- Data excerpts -
——————

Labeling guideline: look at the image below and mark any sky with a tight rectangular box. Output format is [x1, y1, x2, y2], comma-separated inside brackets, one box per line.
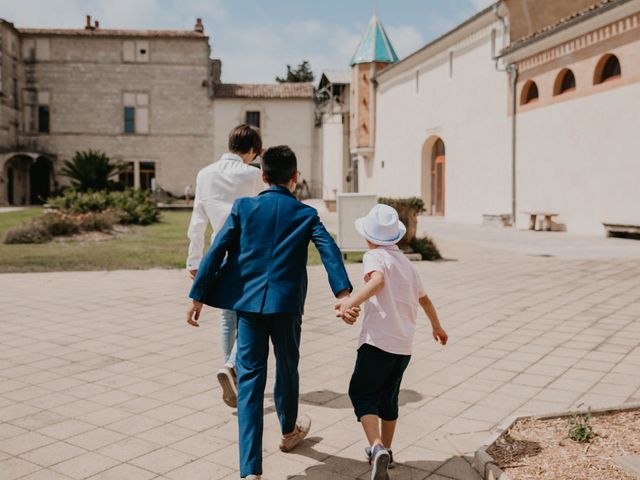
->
[0, 0, 495, 83]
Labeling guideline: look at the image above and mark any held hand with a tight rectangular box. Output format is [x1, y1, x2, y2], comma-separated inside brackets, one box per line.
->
[334, 298, 360, 325]
[186, 300, 203, 327]
[432, 325, 448, 345]
[188, 269, 198, 281]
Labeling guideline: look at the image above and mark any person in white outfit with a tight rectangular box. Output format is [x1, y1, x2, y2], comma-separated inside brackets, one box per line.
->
[187, 124, 265, 408]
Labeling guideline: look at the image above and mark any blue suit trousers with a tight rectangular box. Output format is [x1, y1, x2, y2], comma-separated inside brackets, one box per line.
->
[236, 312, 301, 477]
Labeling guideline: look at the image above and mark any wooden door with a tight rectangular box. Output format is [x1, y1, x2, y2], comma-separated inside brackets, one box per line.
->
[433, 155, 445, 216]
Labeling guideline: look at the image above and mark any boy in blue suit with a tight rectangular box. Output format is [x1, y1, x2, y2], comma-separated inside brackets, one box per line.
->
[187, 146, 358, 480]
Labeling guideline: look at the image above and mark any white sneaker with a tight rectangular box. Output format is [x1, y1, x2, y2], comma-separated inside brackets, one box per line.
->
[242, 475, 261, 480]
[216, 365, 237, 408]
[279, 415, 311, 452]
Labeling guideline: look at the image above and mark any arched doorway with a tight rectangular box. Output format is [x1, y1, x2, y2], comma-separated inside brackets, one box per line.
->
[30, 157, 52, 204]
[421, 136, 446, 216]
[4, 155, 32, 206]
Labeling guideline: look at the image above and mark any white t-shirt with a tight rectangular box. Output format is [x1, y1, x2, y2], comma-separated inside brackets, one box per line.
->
[186, 153, 265, 269]
[358, 245, 426, 355]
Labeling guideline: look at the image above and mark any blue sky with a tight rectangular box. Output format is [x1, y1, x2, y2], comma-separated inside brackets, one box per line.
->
[0, 0, 494, 83]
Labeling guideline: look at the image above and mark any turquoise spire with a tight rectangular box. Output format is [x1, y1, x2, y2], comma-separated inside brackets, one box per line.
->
[350, 14, 399, 66]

——————

The expected answer is every line above in which the word "blue" appears.

Labeling guideline: look at the image above and mark any blue suit trousers with a tight rectangular box. Output format is [x1, y1, x2, y2], comma-separated inside brackets, one box per line.
Labeling guideline: look at the image above and mark any boy in blue suit with a tight rectangular box. Output format is [x1, y1, x2, y2], comma-separated inside brackets, one box per line.
Labeling guideline: look at the image above and mark any blue sky with a tight rectangular box. Output format is [x1, y1, x2, y2], comma-separated inside brackets, one box per line.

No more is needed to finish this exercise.